WRITTEN EXERCISE 1:
Copy the post below word for word, from "I keep coming" to "changed the world.".
++++ EXTRACTED TEXT
Our Deacons preached this weekend, and I have to say they did a marvelous job.
Every time I turned around today a Letter to the Phillipians was being read. First in the Office, then again in the Office from one of the Church Fathers, then at Masses.
When a reading jumps out at me for no particular reason (I hear many different readings, all the time after all,) I figure the Holy Spirit is trying to get my attention. So then I test the spirit to be sure, and go with the discernment. (Life is so complex at times.)
I keep coming back to this:
Do nothing out of selfishness or out of vainglory;
rather, humbly regard others as more important than yourselves,
each looking out not for his own interests,
but also for those of others.
I love this passage / verse. I’ve also grown jaundiced enough to realize that many others will not be living this way. But… that doesn’t matter.
A growing lesson I’ve been taking away from the Incarnation of Jesus Christ, is that holiness is often unrecognizable in the world.
Jesus lived a small, unrecognized life out on the edges of humanity, and then was murdered. Yet his legacy blossomed and changed the world.
++++++++
++++ INFORMATION SHOWN
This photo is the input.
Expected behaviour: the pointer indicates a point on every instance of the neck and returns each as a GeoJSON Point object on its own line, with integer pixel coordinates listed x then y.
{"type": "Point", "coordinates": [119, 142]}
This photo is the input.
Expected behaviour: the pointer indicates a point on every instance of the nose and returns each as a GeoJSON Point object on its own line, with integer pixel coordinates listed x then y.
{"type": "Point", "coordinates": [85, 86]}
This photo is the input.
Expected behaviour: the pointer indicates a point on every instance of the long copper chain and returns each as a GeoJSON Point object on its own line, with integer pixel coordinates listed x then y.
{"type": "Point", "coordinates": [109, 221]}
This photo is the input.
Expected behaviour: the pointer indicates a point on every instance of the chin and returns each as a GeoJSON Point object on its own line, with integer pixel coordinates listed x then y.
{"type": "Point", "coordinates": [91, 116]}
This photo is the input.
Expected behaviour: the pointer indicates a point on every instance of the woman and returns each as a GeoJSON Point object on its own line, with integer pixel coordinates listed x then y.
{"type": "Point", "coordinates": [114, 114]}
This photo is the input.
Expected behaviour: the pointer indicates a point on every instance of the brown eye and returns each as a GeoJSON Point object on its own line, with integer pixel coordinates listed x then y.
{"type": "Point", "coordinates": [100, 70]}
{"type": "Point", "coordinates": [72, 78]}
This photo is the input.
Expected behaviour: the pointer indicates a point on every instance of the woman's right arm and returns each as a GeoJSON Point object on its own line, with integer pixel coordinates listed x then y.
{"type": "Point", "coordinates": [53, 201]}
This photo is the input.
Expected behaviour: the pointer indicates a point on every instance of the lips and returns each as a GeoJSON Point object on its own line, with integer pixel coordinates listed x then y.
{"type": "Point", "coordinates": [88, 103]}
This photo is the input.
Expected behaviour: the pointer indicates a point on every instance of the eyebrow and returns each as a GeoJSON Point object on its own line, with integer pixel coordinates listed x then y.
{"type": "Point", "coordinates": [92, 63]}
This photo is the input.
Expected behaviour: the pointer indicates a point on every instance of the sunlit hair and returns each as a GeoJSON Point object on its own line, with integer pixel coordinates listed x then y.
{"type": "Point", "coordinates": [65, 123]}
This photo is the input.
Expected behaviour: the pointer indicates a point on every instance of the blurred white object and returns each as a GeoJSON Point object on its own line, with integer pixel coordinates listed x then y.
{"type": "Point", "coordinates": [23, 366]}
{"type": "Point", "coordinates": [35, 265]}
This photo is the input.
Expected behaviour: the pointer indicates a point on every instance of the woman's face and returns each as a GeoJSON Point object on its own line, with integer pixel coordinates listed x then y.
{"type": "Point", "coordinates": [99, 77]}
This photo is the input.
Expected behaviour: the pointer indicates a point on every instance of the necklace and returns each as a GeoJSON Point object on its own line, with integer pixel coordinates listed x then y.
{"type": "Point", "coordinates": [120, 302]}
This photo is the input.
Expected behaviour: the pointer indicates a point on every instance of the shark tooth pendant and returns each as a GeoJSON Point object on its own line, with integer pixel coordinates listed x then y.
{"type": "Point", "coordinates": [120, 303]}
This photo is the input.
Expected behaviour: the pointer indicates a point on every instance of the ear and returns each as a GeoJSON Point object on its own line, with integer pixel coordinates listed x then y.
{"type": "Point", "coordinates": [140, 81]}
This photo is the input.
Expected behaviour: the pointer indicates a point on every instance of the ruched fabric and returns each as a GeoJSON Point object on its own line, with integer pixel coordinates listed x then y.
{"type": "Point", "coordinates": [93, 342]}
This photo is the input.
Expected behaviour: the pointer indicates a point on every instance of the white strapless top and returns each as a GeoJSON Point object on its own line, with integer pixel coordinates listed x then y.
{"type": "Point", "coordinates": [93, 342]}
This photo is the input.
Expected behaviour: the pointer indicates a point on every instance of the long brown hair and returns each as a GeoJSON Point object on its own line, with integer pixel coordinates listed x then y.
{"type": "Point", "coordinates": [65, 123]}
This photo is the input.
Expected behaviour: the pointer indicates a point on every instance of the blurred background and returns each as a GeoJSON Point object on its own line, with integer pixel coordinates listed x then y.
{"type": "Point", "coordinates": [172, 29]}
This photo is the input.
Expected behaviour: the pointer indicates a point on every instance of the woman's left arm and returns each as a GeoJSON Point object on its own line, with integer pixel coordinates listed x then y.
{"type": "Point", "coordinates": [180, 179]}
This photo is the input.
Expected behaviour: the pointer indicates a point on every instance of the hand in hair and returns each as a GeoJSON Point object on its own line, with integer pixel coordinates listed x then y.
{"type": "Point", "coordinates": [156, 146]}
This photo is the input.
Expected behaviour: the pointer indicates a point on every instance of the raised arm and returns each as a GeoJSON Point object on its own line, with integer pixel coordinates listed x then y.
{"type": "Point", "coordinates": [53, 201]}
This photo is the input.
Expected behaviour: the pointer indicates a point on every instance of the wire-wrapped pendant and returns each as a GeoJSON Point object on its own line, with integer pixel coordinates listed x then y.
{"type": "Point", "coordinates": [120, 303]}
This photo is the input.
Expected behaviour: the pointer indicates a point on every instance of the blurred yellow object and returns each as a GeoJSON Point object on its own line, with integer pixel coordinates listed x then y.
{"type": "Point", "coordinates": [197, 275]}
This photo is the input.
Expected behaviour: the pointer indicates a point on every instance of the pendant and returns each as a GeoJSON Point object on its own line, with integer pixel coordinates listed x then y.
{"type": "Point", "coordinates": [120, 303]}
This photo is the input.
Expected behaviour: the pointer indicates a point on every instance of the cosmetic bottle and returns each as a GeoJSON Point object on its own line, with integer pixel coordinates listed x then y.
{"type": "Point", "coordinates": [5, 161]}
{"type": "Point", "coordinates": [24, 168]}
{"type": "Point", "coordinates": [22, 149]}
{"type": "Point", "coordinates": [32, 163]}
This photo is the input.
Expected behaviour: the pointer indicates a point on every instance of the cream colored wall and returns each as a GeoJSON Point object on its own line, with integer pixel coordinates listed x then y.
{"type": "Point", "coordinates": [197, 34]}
++++++++
WRITTEN EXERCISE 2:
Count the lines in the records above that contain the string "ruched", matching case exactly, and reply with the number alone.

CORRECT OUTPUT 1:
I keep coming back to this:
Do nothing out of selfishness or out of vainglory;
rather, humbly regard others as more important than yourselves,
each looking out not for his own interests,
but also for those of others.
I love this passage / verse. I’ve also grown jaundiced enough to realize that many others will not be living this way. But… that doesn’t matter.
A growing lesson I’ve been taking away from the Incarnation of Jesus Christ, is that holiness is often unrecognizable in the world.
Jesus lived a small, unrecognized life out on the edges of humanity, and then was murdered. Yet his legacy blossomed and changed the world.

CORRECT OUTPUT 2:
1